▶ ACTIVITIES:
**1.** Using the text on neuroplasticity, say whether each statement agrees with it: (a) synaptic pruning lets infrequently used connections fade; (b) neuroplasticity works only to create new connections; (c) the brain's ability to act and react in ever-changing ways is called synaptic pruning. Give yes or no for each, with the deciding words of the text quoted exactly.
**2.** Duplicate the text on neuroplasticity from "- Steve Kim" up to and including "Does Neuroplasticity Work?".
**3.** Write the next part of the text on neuroplasticity, picking up after its final sentence.

▶ TEXT FOR ANALYSIS:

- Steve Kim
Design a Stunning Blog
The human brain is incredibly adaptive. Our mental capacity is astonishingly large, and our ability to process widely varied information and complex new experiences with relative ease can often be surprising. The brain’s ability to act and react in ever-changing ways is known as “neuroplasticity.” This special characteristic allows the brain to constantly lay down new pathways for neural communication and to rearrange existing ones throughout life, thereby aiding the processes of learning, memory, recovery from damage and adaptation through experience.
How Does Neuroplasticity Work?
Neuroplasticity can work in two directions; it is responsible for deleting old connections as frequently as it enables the creation of new ones. Through this process, called “synaptic pruning,” connections that are inefficient or infrequently used are allowed to fade away, while neurons that are highly routed with information will be preserved, strengthened, made even more synaptically dense.
Neuroplasticity is the saving grace of the damaged or disabled brain; without it, lost functions could never be regained, nor could disabled processes ever hope to be improved. Plasticity allows the brain to rebuild the connections that, because of trauma, disease, or genetic misfortune, have resulted in decreased abilities. It also allows us to compensate for irreparably damaged or dysfunctional neural pathways by strengthening or rerouting our remaining ones.

▶ DATA LISTING:
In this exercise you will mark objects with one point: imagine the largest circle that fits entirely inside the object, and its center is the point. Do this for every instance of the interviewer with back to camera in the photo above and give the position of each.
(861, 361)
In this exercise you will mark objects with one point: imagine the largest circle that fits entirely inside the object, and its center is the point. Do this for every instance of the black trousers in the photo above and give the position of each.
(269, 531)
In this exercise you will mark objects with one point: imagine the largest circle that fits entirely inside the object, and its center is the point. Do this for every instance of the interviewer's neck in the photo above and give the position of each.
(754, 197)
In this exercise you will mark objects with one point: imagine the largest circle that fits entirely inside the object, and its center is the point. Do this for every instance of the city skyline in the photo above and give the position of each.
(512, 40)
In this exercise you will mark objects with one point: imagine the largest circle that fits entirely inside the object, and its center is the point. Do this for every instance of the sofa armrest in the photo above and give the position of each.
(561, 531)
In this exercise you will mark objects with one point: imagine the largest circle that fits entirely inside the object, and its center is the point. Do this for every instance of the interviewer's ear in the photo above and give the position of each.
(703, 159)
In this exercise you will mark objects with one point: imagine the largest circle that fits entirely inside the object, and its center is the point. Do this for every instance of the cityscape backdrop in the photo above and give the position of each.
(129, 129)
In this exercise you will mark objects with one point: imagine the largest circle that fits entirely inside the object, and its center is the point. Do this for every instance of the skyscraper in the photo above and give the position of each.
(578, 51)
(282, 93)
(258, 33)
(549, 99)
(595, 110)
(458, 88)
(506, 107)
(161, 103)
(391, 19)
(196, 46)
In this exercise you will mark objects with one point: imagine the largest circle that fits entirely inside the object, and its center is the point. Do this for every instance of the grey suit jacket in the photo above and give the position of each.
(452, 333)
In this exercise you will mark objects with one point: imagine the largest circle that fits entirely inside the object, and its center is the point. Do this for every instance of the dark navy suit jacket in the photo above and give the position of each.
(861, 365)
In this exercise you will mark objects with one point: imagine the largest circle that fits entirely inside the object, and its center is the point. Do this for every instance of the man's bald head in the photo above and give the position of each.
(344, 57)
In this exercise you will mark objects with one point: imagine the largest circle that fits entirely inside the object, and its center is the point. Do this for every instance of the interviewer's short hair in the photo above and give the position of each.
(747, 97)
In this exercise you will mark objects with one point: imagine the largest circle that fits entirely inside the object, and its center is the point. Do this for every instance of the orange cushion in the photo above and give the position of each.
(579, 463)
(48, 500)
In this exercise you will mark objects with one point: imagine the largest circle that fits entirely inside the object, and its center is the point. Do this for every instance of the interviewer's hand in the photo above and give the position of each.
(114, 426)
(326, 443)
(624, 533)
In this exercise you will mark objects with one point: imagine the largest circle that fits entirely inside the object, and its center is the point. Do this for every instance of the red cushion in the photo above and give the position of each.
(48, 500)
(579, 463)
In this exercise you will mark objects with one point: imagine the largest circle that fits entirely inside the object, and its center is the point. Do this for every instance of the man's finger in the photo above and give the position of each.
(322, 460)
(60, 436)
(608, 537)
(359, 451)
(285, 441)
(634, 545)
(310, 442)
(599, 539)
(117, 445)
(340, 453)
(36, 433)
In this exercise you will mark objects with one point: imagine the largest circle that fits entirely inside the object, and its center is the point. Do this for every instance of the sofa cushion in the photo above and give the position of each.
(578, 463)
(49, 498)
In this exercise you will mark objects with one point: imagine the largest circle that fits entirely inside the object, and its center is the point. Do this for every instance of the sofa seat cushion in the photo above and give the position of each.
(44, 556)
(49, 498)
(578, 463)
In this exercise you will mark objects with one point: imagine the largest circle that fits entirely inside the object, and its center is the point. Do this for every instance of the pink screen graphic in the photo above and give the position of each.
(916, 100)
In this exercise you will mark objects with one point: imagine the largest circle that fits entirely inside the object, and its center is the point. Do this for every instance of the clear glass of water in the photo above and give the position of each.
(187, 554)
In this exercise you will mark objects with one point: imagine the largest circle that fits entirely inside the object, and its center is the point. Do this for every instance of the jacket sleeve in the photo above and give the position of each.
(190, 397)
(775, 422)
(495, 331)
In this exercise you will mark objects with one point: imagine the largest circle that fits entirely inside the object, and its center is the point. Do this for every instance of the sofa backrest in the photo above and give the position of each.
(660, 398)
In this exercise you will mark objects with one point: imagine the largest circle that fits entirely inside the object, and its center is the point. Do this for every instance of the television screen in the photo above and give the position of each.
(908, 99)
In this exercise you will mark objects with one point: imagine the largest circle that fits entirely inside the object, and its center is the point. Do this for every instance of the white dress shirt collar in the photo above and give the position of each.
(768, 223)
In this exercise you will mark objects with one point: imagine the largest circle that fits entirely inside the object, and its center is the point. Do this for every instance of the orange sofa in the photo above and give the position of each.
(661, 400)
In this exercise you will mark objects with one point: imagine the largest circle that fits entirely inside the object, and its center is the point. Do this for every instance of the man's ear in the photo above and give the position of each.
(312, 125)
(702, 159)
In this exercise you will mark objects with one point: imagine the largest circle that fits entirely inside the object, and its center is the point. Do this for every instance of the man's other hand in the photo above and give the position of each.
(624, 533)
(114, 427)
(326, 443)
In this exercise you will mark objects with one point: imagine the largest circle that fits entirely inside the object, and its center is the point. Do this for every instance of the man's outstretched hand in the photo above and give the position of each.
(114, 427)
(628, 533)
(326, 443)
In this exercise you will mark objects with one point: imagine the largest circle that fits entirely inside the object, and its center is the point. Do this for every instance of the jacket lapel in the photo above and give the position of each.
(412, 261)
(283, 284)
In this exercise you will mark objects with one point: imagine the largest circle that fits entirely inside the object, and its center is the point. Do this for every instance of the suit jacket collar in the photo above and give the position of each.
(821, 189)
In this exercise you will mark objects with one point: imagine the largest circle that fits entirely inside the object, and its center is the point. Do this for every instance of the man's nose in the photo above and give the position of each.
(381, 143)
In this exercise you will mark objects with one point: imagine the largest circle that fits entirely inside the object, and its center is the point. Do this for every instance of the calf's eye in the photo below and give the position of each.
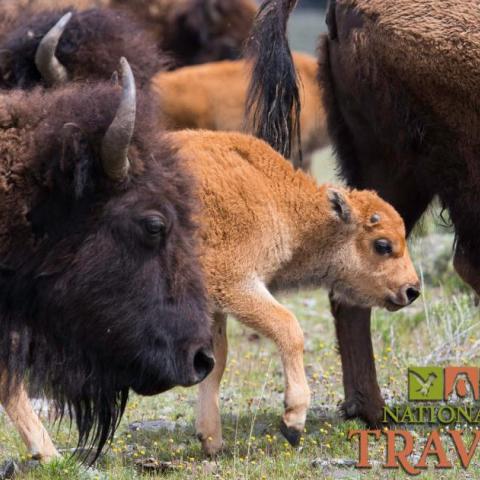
(383, 246)
(154, 225)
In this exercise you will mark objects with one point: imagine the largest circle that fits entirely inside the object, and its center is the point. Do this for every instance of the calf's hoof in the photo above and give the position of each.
(211, 446)
(292, 435)
(370, 412)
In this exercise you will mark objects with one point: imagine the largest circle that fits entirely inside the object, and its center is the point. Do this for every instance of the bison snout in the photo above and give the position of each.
(406, 295)
(200, 363)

▶ RESPONSES BY ITEM NUMBER:
**1.**
(a) Yes: "connections that are inefficient or infrequently used are allowed to fade away"
(b) No: "it is responsible for deleting old connections as frequently as it enables the creation of new ones"
(c) No: "The brain’s ability to act and react in ever-changing ways is known as “neuroplasticity.”"

**2.**
- Steve Kim
Design a Stunning Blog
The human brain is incredibly adaptive. Our mental capacity is astonishingly large, and our ability to process widely varied information and complex new experiences with relative ease can often be surprising. The brain’s ability to act and react in ever-changing ways is known as “neuroplasticity.” This special characteristic allows the brain to constantly lay down new pathways for neural communication and to rearrange existing ones throughout life, thereby aiding the processes of learning, memory, recovery from damage and adaptation through experience.
How Does Neuroplasticity Work?

**3.**
Neuroplasticity Can’t Last Forever...Can It?
Contrary to widespread belief, the “garden” of the brain never ceases being pruned and newly planted. Though long believed by scientists to be the case, research over the past decade or so has proven that our neural connections do not ever reach, by some age, a fixed pattern that thereafter cannot change. Rather, the ongoing process of synaptic reformation and death is what gives the brain its plasticity – its ability to learn and remember, to adapt to its environment and all the challenges brought with it, to acquire new knowledge and learn from fresh experiences – throughout an individual’s lifetime.